> **YOUR ASSIGNMENT**: Find "80 134 L 16" and "381 372 L 474" in the records below. Copy the lines holding them and every line between, exactly, and no others.

Collected data:
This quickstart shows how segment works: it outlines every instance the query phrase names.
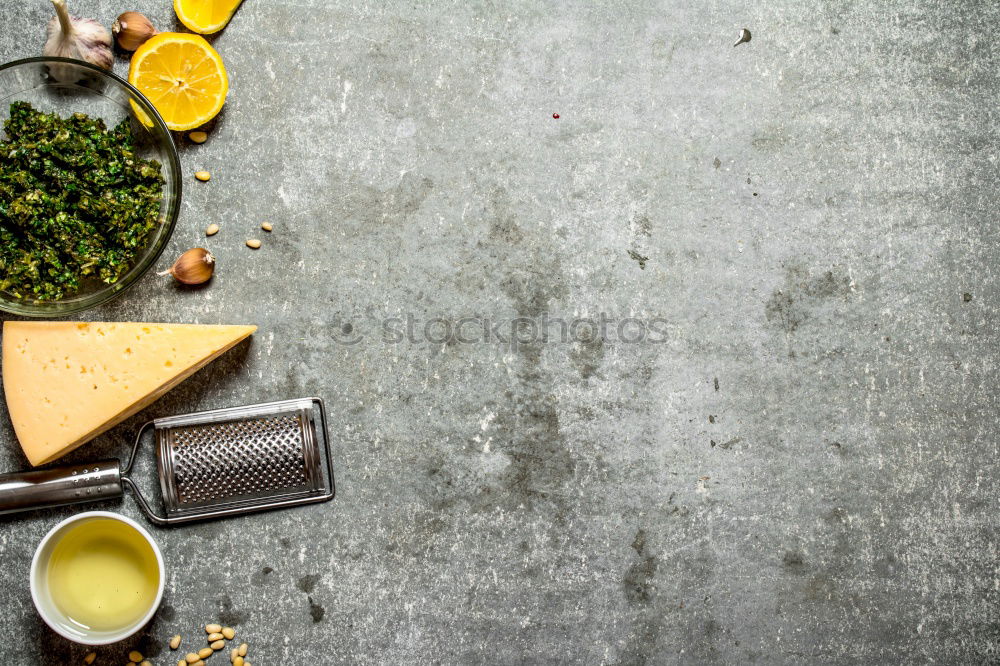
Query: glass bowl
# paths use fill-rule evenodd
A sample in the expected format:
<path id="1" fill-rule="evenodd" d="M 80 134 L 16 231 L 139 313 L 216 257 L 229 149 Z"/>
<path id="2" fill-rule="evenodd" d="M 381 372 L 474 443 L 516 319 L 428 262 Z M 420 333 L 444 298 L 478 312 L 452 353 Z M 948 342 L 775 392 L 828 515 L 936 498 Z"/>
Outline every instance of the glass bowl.
<path id="1" fill-rule="evenodd" d="M 58 79 L 50 73 L 53 67 L 58 68 Z M 174 231 L 181 204 L 181 173 L 173 136 L 152 103 L 128 81 L 80 60 L 27 58 L 0 66 L 0 128 L 10 118 L 11 102 L 29 102 L 39 111 L 62 117 L 85 113 L 104 120 L 109 130 L 128 118 L 138 155 L 161 165 L 159 223 L 149 232 L 135 264 L 117 282 L 82 280 L 77 292 L 54 301 L 17 299 L 0 292 L 0 310 L 26 317 L 61 317 L 105 303 L 146 274 Z"/>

> **WRITTEN RESPONSE**:
<path id="1" fill-rule="evenodd" d="M 80 134 L 16 231 L 139 313 L 216 257 L 229 149 Z"/>
<path id="2" fill-rule="evenodd" d="M 381 372 L 474 443 L 516 319 L 428 262 Z M 420 333 L 444 298 L 478 312 L 452 353 Z M 948 342 L 775 392 L 828 515 L 936 498 Z"/>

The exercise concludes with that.